BRANO ::
===

L’azienda produttrice di caschi ha avuto come obiettivo quello di innovare e rinnovare. Lo ha fatto anche questa volta, con la costruzione di una galleria del vento interna alla propria struttura. Aprendo una semplice porta si viene proiettati in un capannone enorme, al centro una scaletta che porta a uno spazio rialzato con tutti i dispositivi di controllo. C’è una scrivania doppia, dove i tecnici possono monitorare i lavori e plasmare i setting possibili della galleria del vento (in apertura foto Ulysse Daessle).

===

DATI ESTRATTI ::
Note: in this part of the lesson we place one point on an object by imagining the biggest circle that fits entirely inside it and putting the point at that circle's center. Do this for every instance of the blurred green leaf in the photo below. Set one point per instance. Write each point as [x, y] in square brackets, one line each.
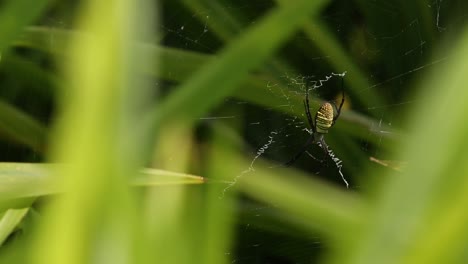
[21, 127]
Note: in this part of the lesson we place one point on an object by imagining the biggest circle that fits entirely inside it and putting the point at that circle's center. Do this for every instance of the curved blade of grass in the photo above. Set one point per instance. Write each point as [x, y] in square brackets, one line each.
[220, 78]
[309, 203]
[17, 14]
[179, 65]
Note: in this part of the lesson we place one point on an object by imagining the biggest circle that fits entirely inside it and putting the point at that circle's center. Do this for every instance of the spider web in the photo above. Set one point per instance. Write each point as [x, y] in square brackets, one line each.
[272, 134]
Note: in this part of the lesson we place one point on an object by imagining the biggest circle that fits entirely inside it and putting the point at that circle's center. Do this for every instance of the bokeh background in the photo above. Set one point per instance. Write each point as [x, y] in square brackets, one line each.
[157, 131]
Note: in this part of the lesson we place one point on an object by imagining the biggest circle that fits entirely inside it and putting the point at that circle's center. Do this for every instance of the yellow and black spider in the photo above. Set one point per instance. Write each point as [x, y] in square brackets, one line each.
[325, 118]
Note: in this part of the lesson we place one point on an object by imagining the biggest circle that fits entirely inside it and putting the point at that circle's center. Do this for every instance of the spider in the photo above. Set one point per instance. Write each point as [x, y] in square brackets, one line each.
[325, 118]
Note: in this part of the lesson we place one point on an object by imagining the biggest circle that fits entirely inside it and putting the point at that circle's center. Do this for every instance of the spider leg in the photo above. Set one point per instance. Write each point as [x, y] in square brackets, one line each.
[324, 145]
[338, 109]
[301, 151]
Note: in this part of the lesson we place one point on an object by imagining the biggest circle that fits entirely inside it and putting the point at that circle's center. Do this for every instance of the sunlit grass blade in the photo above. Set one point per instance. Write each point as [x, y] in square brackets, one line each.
[310, 203]
[421, 215]
[178, 65]
[17, 14]
[23, 180]
[10, 221]
[96, 136]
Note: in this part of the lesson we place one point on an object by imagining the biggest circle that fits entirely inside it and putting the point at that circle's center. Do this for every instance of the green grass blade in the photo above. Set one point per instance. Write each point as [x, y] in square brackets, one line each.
[21, 127]
[17, 14]
[22, 180]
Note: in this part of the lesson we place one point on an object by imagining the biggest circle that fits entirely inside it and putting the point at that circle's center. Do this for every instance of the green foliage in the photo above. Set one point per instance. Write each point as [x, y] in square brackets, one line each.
[101, 122]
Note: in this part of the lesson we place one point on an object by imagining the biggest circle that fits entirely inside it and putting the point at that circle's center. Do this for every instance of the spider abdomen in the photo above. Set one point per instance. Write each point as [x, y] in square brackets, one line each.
[324, 118]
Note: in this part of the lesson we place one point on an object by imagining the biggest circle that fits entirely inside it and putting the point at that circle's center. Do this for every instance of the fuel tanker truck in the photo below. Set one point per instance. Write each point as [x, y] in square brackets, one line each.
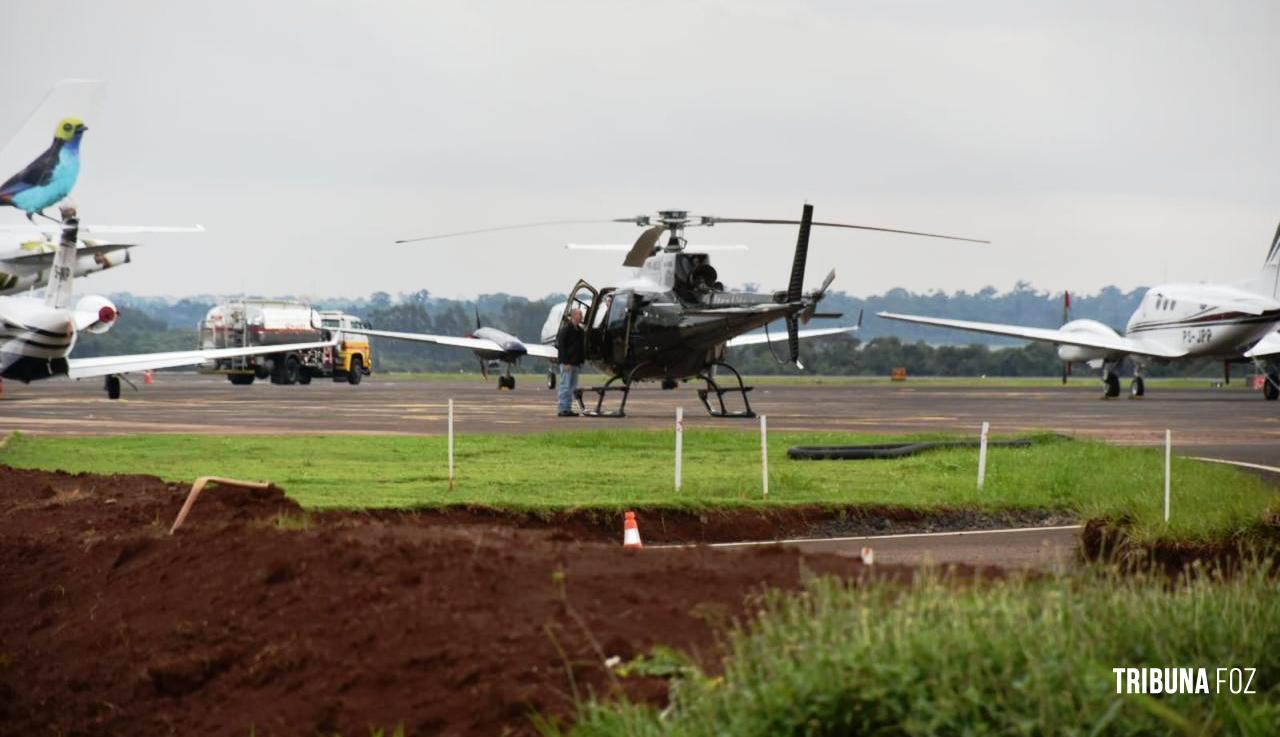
[265, 323]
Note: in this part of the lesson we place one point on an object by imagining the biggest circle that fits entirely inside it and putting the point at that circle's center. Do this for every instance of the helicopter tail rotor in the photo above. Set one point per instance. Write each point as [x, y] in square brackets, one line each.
[796, 284]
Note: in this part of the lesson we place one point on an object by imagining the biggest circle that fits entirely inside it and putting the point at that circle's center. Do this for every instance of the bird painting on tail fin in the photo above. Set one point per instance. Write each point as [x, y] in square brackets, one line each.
[50, 178]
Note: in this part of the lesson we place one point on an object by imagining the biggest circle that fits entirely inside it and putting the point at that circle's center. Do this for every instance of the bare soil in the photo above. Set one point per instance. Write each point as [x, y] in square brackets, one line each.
[448, 623]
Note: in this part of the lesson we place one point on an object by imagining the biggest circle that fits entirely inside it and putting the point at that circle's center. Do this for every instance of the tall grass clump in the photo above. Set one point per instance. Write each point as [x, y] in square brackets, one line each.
[1015, 657]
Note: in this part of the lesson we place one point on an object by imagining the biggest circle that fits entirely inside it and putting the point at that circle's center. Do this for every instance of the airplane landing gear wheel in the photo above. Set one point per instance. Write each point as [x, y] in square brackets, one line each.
[1112, 387]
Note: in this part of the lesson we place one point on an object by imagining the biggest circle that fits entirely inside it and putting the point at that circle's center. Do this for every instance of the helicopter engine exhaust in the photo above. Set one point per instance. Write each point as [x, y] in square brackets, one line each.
[796, 284]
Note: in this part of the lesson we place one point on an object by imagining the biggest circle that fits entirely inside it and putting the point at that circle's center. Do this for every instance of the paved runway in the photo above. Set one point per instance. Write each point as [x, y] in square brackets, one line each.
[1232, 422]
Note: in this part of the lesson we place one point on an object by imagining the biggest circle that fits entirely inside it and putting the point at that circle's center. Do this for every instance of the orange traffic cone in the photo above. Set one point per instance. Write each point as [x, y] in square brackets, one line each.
[630, 531]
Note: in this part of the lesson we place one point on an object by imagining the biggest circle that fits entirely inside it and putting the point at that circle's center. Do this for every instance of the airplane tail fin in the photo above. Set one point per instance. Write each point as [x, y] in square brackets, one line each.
[68, 99]
[1270, 277]
[63, 271]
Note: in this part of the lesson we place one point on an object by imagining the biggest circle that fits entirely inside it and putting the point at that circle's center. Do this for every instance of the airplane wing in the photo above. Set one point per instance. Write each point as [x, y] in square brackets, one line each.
[108, 365]
[54, 228]
[471, 343]
[535, 349]
[40, 260]
[1116, 343]
[542, 351]
[781, 337]
[1269, 346]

===

ESERCIZI ::
a) Modifica il brano riportandone la parte che comincia con "L’azienda produttrice di" e prosegue fino a "foto Ulysse Daessle).", mettendo "galleria aerodinamica" al posto di "galleria del vento".
b) Elenca tutti i verbi all'infinito presenti nel brano.

RISPOSTE ::
a)
L’azienda produttrice di caschi ha avuto come obiettivo quello di innovare e rinnovare. Lo ha fatto anche questa volta, con la costruzione di una galleria aerodinamica interna alla propria struttura. Aprendo una semplice porta si viene proiettati in un capannone enorme, al centro una scaletta che porta a uno spazio rialzato con tutti i dispositivi di controllo. C’è una scrivania doppia, dove i tecnici possono monitorare i lavori e plasmare i setting possibili della galleria aerodinamica (in apertura foto Ulysse Daessle).

b) innovare, rinnovare, monitorare, plasmare